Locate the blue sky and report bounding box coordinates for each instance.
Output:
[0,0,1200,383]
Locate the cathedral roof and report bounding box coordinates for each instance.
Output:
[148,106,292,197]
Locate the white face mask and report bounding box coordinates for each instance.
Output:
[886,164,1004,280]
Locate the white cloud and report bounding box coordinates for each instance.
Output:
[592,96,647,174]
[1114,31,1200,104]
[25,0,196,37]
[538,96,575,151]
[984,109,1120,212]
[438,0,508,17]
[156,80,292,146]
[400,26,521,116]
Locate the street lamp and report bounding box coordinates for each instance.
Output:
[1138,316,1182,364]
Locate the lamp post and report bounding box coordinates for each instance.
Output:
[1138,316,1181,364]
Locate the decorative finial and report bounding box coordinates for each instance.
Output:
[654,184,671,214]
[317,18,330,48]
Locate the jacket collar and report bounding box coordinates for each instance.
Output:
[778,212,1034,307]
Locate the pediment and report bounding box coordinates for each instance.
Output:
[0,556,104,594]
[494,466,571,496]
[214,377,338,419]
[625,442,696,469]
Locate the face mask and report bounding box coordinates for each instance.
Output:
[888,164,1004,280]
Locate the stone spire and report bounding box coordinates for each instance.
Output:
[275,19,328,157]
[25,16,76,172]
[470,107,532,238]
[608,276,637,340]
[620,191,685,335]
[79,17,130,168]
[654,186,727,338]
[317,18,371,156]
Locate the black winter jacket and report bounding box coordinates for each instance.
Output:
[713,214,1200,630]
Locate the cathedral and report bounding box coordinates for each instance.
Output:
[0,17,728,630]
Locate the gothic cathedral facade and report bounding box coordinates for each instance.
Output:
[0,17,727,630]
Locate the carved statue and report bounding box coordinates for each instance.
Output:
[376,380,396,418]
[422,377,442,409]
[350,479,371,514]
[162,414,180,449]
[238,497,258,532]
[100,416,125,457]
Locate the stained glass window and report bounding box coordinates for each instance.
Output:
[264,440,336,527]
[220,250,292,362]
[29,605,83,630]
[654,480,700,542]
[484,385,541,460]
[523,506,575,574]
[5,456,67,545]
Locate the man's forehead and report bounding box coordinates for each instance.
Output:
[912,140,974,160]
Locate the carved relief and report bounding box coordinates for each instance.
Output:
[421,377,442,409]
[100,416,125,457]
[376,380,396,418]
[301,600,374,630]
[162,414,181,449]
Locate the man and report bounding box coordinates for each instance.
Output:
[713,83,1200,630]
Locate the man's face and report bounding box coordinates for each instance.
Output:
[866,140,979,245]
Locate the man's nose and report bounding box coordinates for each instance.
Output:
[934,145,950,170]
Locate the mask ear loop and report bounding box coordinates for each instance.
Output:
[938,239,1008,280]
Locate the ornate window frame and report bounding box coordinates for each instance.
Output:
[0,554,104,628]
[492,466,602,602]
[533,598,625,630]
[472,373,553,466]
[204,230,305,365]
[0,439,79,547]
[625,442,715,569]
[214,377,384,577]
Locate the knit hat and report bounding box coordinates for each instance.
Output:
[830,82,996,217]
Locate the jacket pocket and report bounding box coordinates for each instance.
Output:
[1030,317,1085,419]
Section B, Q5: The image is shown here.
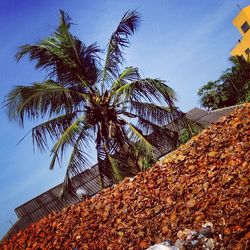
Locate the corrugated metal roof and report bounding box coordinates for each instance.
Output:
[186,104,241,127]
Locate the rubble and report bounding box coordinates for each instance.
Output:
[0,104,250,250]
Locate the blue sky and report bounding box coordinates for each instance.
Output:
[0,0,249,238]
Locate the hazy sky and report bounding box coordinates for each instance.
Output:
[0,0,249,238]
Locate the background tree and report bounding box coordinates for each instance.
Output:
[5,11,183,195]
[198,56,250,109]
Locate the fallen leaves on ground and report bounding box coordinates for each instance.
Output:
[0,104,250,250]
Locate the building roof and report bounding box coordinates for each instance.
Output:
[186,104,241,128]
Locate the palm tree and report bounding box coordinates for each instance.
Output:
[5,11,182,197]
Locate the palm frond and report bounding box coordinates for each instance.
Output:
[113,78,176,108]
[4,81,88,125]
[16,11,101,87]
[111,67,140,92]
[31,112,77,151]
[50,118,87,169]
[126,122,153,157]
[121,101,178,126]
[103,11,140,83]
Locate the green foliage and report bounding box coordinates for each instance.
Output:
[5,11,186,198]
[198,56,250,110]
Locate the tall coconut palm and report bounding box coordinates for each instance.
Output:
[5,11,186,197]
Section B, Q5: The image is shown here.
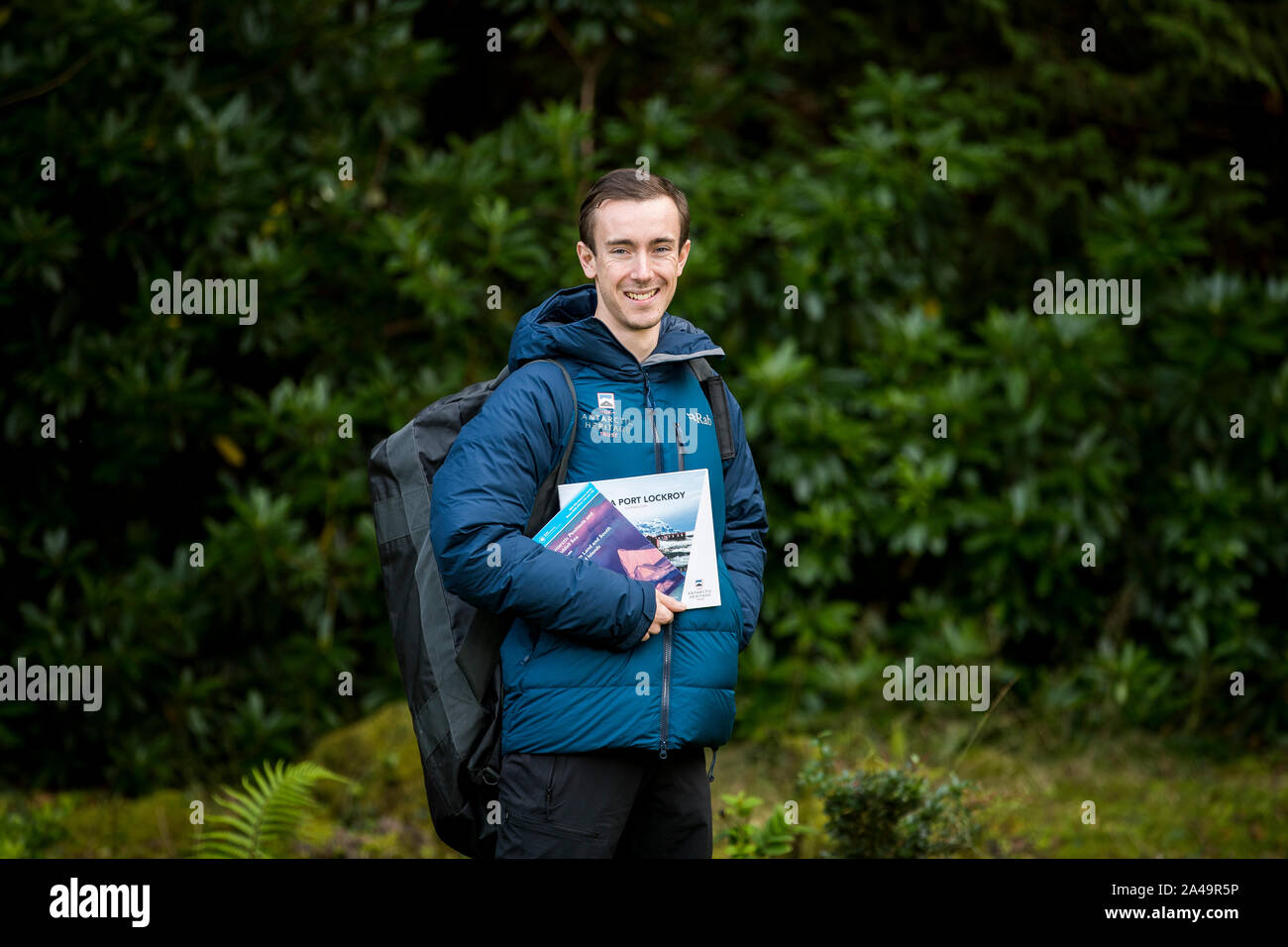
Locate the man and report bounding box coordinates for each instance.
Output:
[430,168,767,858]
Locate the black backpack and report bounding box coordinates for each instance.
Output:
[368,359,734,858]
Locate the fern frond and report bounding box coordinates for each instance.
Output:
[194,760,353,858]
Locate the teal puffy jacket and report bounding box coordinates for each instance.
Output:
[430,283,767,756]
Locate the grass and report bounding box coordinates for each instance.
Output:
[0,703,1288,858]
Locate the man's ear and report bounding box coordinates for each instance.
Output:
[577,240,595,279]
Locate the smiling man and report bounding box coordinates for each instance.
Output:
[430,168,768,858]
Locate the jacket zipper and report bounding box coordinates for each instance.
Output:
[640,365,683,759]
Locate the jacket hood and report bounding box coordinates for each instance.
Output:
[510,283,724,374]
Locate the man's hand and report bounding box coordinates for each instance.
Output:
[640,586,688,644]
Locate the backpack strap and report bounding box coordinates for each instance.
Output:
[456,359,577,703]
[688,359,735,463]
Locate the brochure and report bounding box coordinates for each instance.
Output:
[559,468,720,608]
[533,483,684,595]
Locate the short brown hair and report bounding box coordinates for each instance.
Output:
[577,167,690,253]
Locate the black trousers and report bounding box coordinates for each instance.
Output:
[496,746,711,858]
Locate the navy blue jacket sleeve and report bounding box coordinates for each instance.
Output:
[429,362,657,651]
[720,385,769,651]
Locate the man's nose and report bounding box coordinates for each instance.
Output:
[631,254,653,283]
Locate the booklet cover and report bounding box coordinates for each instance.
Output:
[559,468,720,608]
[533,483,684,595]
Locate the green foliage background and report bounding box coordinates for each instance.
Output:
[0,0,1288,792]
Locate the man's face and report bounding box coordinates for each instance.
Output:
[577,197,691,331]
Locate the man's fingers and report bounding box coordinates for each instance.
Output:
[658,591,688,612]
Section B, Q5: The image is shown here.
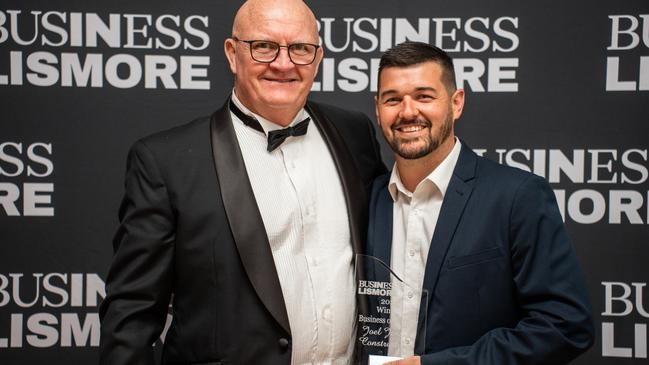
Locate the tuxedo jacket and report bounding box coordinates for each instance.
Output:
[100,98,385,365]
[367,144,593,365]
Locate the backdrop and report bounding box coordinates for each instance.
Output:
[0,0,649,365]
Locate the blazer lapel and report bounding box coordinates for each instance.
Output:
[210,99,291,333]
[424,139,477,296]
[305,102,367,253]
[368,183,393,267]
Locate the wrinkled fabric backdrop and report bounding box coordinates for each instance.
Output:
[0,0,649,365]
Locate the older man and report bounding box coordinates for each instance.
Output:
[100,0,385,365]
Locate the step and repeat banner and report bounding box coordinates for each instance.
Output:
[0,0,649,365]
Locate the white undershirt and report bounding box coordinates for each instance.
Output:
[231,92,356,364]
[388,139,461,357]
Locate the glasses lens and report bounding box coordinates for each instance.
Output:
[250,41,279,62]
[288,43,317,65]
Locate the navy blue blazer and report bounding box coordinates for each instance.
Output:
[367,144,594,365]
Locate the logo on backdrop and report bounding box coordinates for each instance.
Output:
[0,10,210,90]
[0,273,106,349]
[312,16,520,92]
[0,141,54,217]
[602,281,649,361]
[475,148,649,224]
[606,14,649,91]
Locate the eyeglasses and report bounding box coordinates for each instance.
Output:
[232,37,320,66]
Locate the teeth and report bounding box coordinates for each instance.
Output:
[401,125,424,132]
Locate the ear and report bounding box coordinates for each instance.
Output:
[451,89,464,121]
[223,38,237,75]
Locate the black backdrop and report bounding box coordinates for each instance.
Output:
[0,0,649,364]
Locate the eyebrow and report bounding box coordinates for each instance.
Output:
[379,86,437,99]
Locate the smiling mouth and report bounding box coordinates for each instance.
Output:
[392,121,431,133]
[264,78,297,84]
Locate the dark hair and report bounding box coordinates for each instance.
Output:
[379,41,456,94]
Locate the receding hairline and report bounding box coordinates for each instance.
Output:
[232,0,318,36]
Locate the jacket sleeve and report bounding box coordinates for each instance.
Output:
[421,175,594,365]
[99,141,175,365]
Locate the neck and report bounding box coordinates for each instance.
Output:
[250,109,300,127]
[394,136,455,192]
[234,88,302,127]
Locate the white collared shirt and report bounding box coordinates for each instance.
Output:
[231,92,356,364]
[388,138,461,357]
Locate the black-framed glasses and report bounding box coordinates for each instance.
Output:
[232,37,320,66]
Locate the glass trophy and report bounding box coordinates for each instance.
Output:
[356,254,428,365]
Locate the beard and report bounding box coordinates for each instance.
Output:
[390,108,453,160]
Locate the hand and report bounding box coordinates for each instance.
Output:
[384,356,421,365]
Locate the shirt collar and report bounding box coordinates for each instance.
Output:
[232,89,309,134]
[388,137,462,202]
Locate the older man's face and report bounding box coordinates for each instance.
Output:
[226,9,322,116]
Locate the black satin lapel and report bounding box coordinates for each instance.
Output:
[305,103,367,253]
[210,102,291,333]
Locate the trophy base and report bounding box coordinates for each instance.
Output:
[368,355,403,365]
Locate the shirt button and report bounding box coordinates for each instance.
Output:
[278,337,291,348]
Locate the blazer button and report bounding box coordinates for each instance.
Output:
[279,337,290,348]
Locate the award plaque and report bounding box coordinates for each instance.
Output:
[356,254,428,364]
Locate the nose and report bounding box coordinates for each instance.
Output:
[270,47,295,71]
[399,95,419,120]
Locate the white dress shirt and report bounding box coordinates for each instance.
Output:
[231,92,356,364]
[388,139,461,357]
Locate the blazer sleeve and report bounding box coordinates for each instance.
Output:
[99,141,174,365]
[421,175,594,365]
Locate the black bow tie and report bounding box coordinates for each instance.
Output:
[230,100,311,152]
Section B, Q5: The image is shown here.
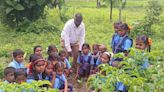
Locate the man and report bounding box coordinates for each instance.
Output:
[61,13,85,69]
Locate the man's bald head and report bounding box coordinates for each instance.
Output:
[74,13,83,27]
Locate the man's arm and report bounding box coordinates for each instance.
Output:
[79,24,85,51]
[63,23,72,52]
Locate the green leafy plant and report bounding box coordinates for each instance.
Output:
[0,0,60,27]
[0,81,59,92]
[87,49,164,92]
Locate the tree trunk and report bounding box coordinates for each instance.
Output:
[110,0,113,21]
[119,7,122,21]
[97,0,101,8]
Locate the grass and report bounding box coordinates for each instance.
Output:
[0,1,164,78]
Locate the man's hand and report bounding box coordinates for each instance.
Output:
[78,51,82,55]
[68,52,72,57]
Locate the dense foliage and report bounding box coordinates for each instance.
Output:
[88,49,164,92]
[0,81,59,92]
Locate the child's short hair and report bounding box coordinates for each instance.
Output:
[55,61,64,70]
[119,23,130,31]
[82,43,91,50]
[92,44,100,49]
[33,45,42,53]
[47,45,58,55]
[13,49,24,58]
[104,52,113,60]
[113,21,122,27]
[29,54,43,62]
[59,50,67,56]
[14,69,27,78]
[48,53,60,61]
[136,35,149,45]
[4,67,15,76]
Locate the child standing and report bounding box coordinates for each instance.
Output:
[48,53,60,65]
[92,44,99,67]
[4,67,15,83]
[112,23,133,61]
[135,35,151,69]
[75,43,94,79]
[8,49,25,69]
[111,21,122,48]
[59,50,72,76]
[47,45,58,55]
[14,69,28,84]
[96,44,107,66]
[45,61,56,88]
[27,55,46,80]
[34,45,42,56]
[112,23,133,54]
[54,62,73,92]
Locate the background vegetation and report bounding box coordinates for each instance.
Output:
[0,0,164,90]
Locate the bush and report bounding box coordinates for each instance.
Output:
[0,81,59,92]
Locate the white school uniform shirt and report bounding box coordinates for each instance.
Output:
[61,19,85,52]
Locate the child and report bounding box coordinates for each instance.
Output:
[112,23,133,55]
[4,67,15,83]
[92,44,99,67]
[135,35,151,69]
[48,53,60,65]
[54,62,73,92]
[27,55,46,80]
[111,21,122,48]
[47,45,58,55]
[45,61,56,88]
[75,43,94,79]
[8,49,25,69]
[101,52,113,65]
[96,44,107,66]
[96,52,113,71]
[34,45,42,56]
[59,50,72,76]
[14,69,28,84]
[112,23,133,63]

• • • • •

Please copy the records starting at the beginning and ending at the line that contains "[886,164,1004,280]", with both of those lines included.

Locate the blue sky and report bounding box coordinates for each instance.
Output:
[0,0,1200,383]
Locate the cathedral roof and report bounding box coordinates for each instance.
Output:
[148,106,292,197]
Locate the white face mask and report bounding box coordinates for each instance.
Output:
[886,164,1004,280]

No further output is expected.